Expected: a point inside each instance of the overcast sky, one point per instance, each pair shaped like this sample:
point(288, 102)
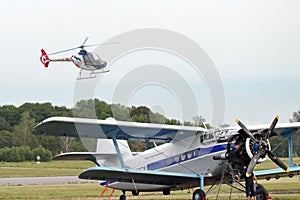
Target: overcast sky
point(255, 47)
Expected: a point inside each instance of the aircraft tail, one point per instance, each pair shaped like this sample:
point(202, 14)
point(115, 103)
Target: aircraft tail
point(45, 58)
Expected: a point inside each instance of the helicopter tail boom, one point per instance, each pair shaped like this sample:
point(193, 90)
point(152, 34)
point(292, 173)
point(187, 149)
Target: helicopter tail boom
point(45, 58)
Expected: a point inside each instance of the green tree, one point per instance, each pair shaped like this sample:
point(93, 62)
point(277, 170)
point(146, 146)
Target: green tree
point(103, 110)
point(120, 112)
point(11, 115)
point(296, 138)
point(85, 109)
point(5, 139)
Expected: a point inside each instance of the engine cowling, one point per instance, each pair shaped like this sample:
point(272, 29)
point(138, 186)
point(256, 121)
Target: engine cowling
point(253, 147)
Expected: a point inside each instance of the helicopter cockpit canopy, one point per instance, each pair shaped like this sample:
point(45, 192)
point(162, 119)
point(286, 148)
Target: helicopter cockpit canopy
point(92, 59)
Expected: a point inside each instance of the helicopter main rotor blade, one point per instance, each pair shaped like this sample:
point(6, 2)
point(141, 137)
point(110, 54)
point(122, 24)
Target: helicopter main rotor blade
point(277, 161)
point(253, 163)
point(63, 51)
point(81, 46)
point(107, 43)
point(245, 129)
point(272, 126)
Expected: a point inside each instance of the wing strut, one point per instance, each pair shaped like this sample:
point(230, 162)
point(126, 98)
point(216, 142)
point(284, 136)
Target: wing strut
point(120, 157)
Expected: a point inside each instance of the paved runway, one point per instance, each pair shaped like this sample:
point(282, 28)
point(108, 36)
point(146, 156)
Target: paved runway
point(40, 180)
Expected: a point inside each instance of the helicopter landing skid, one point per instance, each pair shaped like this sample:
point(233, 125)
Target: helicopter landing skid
point(89, 77)
point(100, 72)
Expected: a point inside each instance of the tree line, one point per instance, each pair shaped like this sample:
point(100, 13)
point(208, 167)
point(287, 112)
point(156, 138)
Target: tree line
point(17, 143)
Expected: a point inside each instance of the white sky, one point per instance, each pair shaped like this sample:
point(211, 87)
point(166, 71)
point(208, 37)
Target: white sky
point(255, 46)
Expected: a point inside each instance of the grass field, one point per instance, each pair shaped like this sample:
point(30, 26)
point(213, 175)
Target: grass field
point(283, 188)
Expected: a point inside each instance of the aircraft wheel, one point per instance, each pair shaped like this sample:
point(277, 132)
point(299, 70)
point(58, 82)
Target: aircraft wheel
point(122, 197)
point(166, 192)
point(135, 193)
point(198, 194)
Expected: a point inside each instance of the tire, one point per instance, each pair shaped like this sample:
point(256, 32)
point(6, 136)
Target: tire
point(166, 192)
point(135, 193)
point(122, 197)
point(198, 194)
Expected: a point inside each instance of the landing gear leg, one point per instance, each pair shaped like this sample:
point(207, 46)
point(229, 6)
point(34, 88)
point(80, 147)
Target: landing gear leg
point(198, 194)
point(123, 196)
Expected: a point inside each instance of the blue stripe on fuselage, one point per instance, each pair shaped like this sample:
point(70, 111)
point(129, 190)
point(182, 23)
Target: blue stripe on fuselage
point(186, 156)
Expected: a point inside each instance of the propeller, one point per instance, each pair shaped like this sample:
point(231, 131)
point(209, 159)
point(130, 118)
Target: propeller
point(82, 46)
point(261, 147)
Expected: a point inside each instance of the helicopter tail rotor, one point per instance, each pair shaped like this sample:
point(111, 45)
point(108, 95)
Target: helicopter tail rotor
point(45, 58)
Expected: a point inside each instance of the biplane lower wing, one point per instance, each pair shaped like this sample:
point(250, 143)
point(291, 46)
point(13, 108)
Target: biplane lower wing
point(124, 175)
point(93, 128)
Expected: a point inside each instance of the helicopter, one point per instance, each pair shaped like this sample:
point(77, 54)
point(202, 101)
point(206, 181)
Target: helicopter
point(84, 60)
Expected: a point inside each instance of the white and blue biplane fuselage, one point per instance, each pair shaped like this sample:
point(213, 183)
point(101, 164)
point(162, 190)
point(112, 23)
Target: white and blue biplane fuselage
point(185, 160)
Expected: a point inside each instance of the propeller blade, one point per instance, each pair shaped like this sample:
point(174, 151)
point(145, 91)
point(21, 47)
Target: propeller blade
point(253, 163)
point(84, 42)
point(272, 127)
point(63, 51)
point(245, 129)
point(277, 161)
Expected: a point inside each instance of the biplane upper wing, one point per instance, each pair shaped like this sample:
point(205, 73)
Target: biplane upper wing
point(93, 128)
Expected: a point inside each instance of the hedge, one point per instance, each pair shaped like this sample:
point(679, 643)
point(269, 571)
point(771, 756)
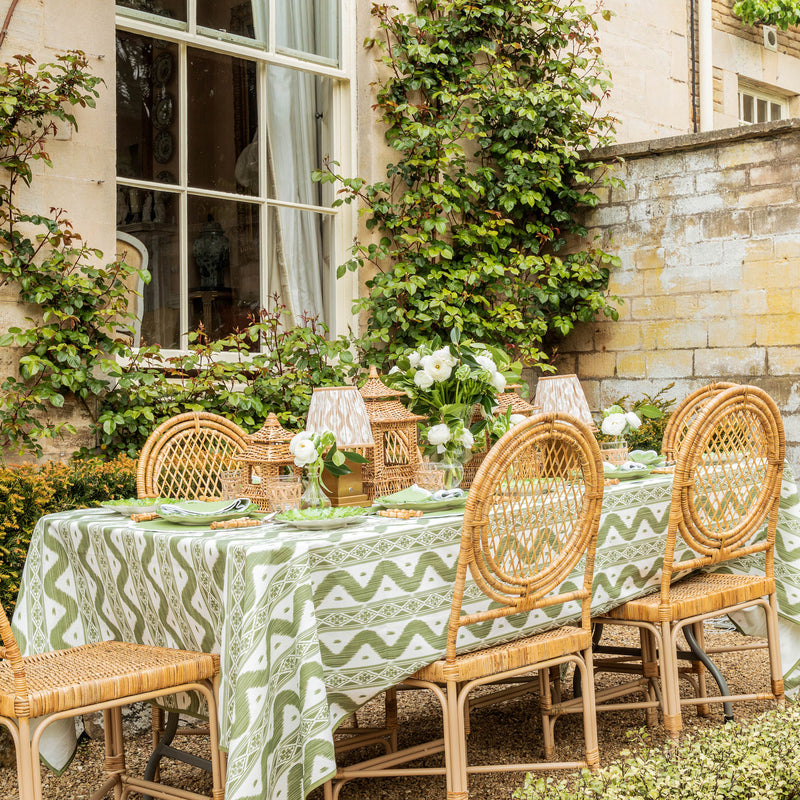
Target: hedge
point(27, 492)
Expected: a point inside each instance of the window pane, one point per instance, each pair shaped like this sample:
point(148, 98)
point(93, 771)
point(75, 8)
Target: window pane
point(224, 279)
point(172, 9)
point(308, 26)
point(223, 119)
point(147, 108)
point(302, 104)
point(152, 218)
point(232, 16)
point(300, 260)
point(747, 107)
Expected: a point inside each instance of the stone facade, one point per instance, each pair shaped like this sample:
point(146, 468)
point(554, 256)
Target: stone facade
point(708, 232)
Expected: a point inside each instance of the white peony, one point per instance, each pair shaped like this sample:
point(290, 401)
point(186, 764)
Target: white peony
point(305, 453)
point(439, 434)
point(445, 355)
point(613, 424)
point(499, 381)
point(423, 379)
point(297, 439)
point(436, 366)
point(633, 420)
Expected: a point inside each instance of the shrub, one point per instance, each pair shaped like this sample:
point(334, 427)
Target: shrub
point(28, 492)
point(756, 760)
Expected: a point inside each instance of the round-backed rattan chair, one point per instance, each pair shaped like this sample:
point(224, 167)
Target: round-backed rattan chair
point(726, 489)
point(184, 455)
point(533, 513)
point(104, 676)
point(681, 419)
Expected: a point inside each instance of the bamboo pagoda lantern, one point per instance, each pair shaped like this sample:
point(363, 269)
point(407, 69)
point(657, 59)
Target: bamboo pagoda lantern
point(266, 456)
point(396, 456)
point(505, 400)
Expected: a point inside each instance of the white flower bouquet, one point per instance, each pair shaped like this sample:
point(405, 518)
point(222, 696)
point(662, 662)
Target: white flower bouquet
point(446, 382)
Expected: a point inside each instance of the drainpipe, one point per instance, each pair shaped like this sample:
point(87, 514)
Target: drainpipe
point(705, 28)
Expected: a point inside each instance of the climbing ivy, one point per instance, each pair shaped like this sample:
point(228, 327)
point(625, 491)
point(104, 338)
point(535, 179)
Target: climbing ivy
point(781, 13)
point(489, 106)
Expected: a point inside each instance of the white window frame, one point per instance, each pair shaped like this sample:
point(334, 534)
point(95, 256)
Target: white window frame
point(338, 295)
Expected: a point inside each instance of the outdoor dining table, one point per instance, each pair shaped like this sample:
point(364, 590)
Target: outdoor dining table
point(312, 624)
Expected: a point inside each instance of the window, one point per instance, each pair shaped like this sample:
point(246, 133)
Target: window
point(221, 119)
point(758, 106)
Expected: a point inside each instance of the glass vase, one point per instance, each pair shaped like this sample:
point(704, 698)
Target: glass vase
point(314, 496)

########

- What you have to do -
Lay out the entire listing above as a numbered list with one line per entry, dropping any blank lines and leaving out the pictures.

- Task response -
1. Expected: a point inside each instance of the overcast sky, one point per instance, each pair shaped like this sample:
2. point(288, 102)
3. Target: overcast sky
4. point(255, 47)
5. Expected: a point inside each instance of the aircraft tail, one point per instance, each pair shaped like this sample:
6. point(202, 14)
7. point(115, 103)
8. Target: aircraft tail
9. point(45, 58)
10. Expected: a point inside each instance of the helicopter tail boom, one point per instance, each pair shaped like this sample:
11. point(193, 90)
12. point(152, 34)
13. point(292, 173)
14. point(187, 149)
15. Target: helicopter tail boom
16. point(45, 58)
17. Expected: a point inside each instance of the green tree, one point per instance, each pair shaped like this sample:
18. point(93, 62)
19. point(277, 170)
20. point(146, 146)
21. Target: green tree
22. point(103, 110)
23. point(120, 112)
24. point(11, 115)
25. point(296, 138)
26. point(85, 109)
27. point(5, 139)
28. Expected: a point inside each instance of the engine cowling, one point per instance, each pair shaped like this sample:
29. point(272, 29)
30. point(138, 186)
31. point(256, 121)
32. Target: engine cowling
33. point(253, 147)
34. Expected: a point inside each instance of the helicopter cockpit canopy, one point per instance, each pair shaped like this sample:
35. point(45, 192)
36. point(162, 119)
37. point(286, 148)
38. Target: helicopter cockpit canopy
39. point(92, 59)
40. Expected: a point inside each instance of the helicopter main rotor blade, one point per instance, each pair shaped like this sample:
41. point(6, 2)
42. point(141, 137)
43. point(110, 54)
44. point(122, 24)
45. Target: helicopter main rotor blade
46. point(277, 161)
47. point(253, 163)
48. point(63, 51)
49. point(81, 46)
50. point(107, 43)
51. point(245, 129)
52. point(272, 126)
53. Expected: a point inside each instance of the wing strut, one point per instance, each pair shaped like this sample:
54. point(230, 162)
55. point(126, 98)
56. point(216, 142)
57. point(284, 136)
58. Target: wing strut
59. point(120, 157)
60. Expected: a point inside each instance of the paved runway, one point per instance, each pair shaped like this sample:
61. point(282, 28)
62. point(108, 36)
63. point(146, 156)
64. Target: paved runway
65. point(40, 180)
66. Expected: a point inside each instance of the helicopter landing skid, one point per instance, each pair shaped like this sample:
67. point(233, 125)
68. Target: helicopter landing skid
69. point(89, 77)
70. point(100, 72)
71. Expected: a point inside each instance of the tree line, one point per instance, each pair shaped like this sample:
72. point(100, 13)
73. point(208, 167)
74. point(287, 112)
75. point(156, 138)
76. Target: tree line
77. point(17, 143)
78. Expected: a point inside each instance of the white sky, one point per instance, each pair shaped like this sample:
79. point(211, 87)
80. point(166, 71)
81. point(208, 37)
82. Target: white sky
83. point(255, 46)
84. Expected: a point inside each instance of the grass field, one point per instance, each pair shaped like this sample:
85. point(30, 26)
86. point(213, 175)
87. Target: grass field
88. point(283, 188)
89. Expected: a point inside each instance of the aircraft wheel, one point per instance, each pair shaped like this sample:
90. point(277, 132)
91. point(299, 70)
92. point(58, 82)
93. Target: aircraft wheel
94. point(122, 197)
95. point(166, 192)
96. point(135, 193)
97. point(198, 194)
98. Expected: a point inside each instance of the tire, one point per instance, each pair shaped like this sample:
99. point(256, 32)
100. point(6, 136)
101. Target: tire
102. point(166, 192)
103. point(135, 193)
104. point(122, 197)
105. point(198, 194)
106. Expected: a point inside each instance of the landing gear leg, one point per instance, each pair shaped like this sample:
107. point(207, 46)
108. point(229, 6)
109. point(34, 88)
110. point(80, 147)
111. Target: landing gear leg
112. point(198, 194)
113. point(123, 196)
114. Expected: a point inside each instance of the blue stripe on fuselage, one point per instance, each pair shaped like this sample:
115. point(70, 111)
116. point(129, 190)
117. point(182, 23)
118. Target: blue stripe on fuselage
119. point(186, 156)
120. Expected: a point inside each instance of the propeller, one point per instance, each pair shaped like this sample:
121. point(231, 131)
122. point(209, 159)
123. point(130, 118)
124. Target: propeller
125. point(82, 46)
126. point(261, 147)
127. Expected: a point inside each instance of the helicopter tail rotor, one point per instance, each pair shaped like this sample:
128. point(111, 45)
129. point(108, 95)
130. Target: helicopter tail rotor
131. point(45, 58)
132. Expected: a point inside each instance of the biplane lower wing, one point per instance, each pair shaped like this sample:
133. point(250, 143)
134. point(291, 46)
135. point(13, 108)
136. Target: biplane lower wing
137. point(124, 175)
138. point(93, 128)
139. Expected: a point inside each instance of the helicopter, one point per instance, each pair shaped like this sample:
140. point(77, 54)
141. point(202, 101)
142. point(206, 181)
143. Target: helicopter
144. point(84, 60)
145. Expected: a point inside each instance of the white and blue biplane fuselage, one point per instance, each pair shaped like this sample:
146. point(213, 183)
147. point(101, 164)
148. point(162, 190)
149. point(112, 23)
150. Target: white and blue biplane fuselage
151. point(185, 160)
152. Expected: a point inside each instance of the propeller blade, one point per instance, each pair shaped like this sample:
153. point(174, 151)
154. point(145, 91)
155. point(21, 47)
156. Target: propeller blade
157. point(253, 163)
158. point(84, 42)
159. point(272, 127)
160. point(63, 51)
161. point(245, 129)
162. point(277, 161)
163. Expected: a point inside each instance of the biplane upper wing, one point per instance, each pair shaped like this sample:
164. point(205, 73)
165. Target: biplane upper wing
166. point(93, 128)
167. Expected: a point inside each instance of the hedge, one point per instance, each pair shaped like this sample:
168. point(679, 643)
169. point(269, 571)
170. point(771, 756)
171. Target: hedge
172. point(27, 492)
173. Expected: a point inside each instance of the window pane, one point per instance, each pair shaped like this sample:
174. point(148, 98)
175. point(93, 771)
176. point(75, 8)
177. Target: window pane
178. point(224, 279)
179. point(172, 9)
180. point(308, 26)
181. point(223, 119)
182. point(147, 108)
183. point(302, 104)
184. point(152, 218)
185. point(232, 16)
186. point(300, 260)
187. point(747, 107)
188. Expected: a point inside each instance of the stone facade, one point per instance, each pair shaped like this sample:
189. point(146, 468)
190. point(554, 256)
191. Target: stone facade
192. point(708, 232)
193. Expected: a point inside each instance of the white peony, one point per instance, each pair shaped like this sample:
194. point(290, 401)
195. point(186, 764)
196. Target: white peony
197. point(305, 453)
198. point(439, 434)
199. point(445, 355)
200. point(613, 424)
201. point(499, 381)
202. point(423, 379)
203. point(297, 439)
204. point(436, 366)
205. point(633, 420)
206. Expected: a point inside each instance of the shrub, one point per instance, each pair shaped like this sample:
207. point(334, 427)
208. Target: shrub
209. point(28, 492)
210. point(756, 760)
211. Expected: a point inside each instance of the round-backed rattan chair, one point per instance, each pair shaped like this sample:
212. point(224, 167)
213. Target: round-backed rattan chair
214. point(726, 489)
215. point(184, 455)
216. point(533, 513)
217. point(104, 676)
218. point(681, 419)
219. Expected: a point inside each instance of the bamboo pagoda lantern, one point per instance, each pair shaped like this sample:
220. point(363, 269)
221. point(407, 69)
222. point(657, 59)
223. Target: bamboo pagoda lantern
224. point(266, 456)
225. point(396, 456)
226. point(505, 400)
227. Expected: a point inside each instance of the white flower bouquet, one point per instance, each pair shaped like this sample:
228. point(405, 518)
229. point(222, 696)
230. point(662, 662)
231. Target: white flower bouquet
232. point(446, 382)
233. Expected: a point inside each instance of the drainpipe, one point per instance, each pair shaped like this sample:
234. point(87, 514)
235. Target: drainpipe
236. point(705, 28)
237. Expected: a point inside each instance of the climbing ivy, one point per instance, each pair shaped like this sample:
238. point(228, 327)
239. point(625, 491)
240. point(104, 338)
241. point(535, 179)
242. Target: climbing ivy
243. point(781, 13)
244. point(489, 106)
245. Expected: a point inside each instance of the white window frame, one point per instance, each pair shaped like this sample:
246. point(334, 534)
247. point(95, 256)
248. Target: white window frame
249. point(338, 295)
250. Expected: a point inside each instance of the outdoor dining table, one point per instance, each pair shaped like this sample:
251. point(364, 590)
252. Target: outdoor dining table
253. point(312, 624)
254. Expected: a point inside each instance of the window, one point per instance, each pair shaped like this sample:
255. point(246, 133)
256. Target: window
257. point(221, 119)
258. point(758, 106)
259. Expected: a point inside each instance of the glass vase, one point per instance, each pair shaped like this sample:
260. point(704, 698)
261. Target: glass vase
262. point(314, 496)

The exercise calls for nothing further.